## Requirement
The required result is the number of lines below that hold the word "Query", stated without anything else.
━━━ Exercise material
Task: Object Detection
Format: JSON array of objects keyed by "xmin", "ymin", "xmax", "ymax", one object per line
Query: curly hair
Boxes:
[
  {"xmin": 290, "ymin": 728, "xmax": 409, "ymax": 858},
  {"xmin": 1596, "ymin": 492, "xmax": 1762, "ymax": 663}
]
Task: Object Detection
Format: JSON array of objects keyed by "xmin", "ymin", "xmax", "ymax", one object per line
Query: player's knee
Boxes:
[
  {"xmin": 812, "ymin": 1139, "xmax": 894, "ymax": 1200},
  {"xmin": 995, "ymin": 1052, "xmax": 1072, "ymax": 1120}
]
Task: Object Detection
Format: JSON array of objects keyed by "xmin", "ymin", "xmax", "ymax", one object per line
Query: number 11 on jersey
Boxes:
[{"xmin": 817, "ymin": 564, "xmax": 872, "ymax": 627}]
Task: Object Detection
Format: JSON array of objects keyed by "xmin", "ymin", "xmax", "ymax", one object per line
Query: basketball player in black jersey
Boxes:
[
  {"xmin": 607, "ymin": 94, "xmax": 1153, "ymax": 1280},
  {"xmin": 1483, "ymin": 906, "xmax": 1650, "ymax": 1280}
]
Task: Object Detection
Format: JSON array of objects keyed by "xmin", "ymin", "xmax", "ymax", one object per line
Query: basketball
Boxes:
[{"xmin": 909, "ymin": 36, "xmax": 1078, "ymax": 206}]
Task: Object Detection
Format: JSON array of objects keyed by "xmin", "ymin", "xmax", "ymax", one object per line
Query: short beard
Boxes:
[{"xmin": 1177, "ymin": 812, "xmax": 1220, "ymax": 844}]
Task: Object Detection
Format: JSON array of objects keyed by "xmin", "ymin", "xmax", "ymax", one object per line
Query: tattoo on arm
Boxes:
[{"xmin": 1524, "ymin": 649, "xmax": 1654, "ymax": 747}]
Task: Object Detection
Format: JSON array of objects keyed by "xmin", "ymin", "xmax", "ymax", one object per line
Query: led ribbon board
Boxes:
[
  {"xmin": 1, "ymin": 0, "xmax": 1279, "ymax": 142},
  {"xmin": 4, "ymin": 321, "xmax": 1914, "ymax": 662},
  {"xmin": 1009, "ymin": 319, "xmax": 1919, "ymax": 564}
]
━━━━━━
## Solution below
8